# Source passage
********************
The Producers (1968)
| Director: | Mel Brooks |
|---|---|
| Starring: | Zero Mostel Gene Wilder Dick Shawn Kenneth Mars Lee Meredith |
| Year of release: | 1968 |
| Running time: | 86 Min. |
| Age restriction: | 13PG |
| Category: | Comedy Music |
Mel Brooks’ directorial debut remains both a career high point and a classic show-business farce. Hinging on a crafty plot premise, which in turn unleashes a joyously insane onstage spoof, The Producers is powered by a clutch of over-the-top performances, capped by the odd couple pairing of the late Zero Mostel and Gene Wilder, making his screen debut.
********************
# Source material
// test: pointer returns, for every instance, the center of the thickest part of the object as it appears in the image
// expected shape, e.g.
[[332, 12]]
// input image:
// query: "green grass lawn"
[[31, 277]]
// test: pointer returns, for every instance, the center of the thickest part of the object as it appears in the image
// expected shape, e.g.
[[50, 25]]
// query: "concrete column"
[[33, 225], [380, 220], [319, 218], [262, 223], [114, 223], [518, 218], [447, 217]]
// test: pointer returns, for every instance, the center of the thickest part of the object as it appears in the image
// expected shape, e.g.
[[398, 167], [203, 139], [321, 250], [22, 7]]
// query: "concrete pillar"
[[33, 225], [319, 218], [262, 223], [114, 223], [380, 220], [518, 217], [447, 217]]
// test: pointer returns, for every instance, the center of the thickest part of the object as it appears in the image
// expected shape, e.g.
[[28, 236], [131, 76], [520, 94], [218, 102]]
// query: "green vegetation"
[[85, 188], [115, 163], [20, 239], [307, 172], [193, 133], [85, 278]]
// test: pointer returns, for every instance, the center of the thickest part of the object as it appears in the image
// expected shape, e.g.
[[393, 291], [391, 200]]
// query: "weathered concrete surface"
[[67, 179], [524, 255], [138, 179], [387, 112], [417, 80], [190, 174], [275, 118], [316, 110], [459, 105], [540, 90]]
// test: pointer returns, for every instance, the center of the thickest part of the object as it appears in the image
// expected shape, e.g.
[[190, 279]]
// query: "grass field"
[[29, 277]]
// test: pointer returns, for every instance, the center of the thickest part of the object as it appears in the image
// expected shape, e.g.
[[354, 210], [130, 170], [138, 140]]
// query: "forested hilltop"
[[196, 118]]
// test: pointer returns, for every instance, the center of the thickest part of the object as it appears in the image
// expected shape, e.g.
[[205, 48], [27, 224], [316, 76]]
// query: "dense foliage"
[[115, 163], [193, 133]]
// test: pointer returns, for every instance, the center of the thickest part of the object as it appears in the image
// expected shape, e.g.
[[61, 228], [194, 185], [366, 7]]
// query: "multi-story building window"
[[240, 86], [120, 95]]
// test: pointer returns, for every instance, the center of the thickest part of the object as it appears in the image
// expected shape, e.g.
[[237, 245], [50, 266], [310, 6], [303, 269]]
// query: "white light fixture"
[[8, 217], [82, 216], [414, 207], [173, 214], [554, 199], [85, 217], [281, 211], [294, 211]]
********************
# Tasks to perform
1. Answer these questions using the page about The Producers.
(a) What running time does it list for the film?
(b) Whose directorial debut was the film?
(c) Which cast member was making his screen debut?
2. Carry on the review of The Producers, beginning right after its final sentence.
The data has no connection to the text about The Producers.

# Results for the exercise
1.
(a) 86 minutes
(b) Mel Brooks
(c) Gene Wilder

2.
Mostel is Max Bialystock, a gone-to-seed Broadway producer who spends his days wheedling cheques from his “investors”, elderly women for whom Bialystock is only too willing to provide company. When wide-eyed auditor Leo Bloom (Wilder) comes to check the books, he unwittingly inspires the wild-eyed Max to hatch a sure-fire plan: sell 25,000 per cent of his next show, produce a deliberate flop, then abscond with the proceeds. Unfortunately for the producers (but fortunately for us), their candidate for failure is Springtime for Hitler, a Brooksian conceit that envisions what Goebbels might have accomplished with a little help from Busby Berkeley.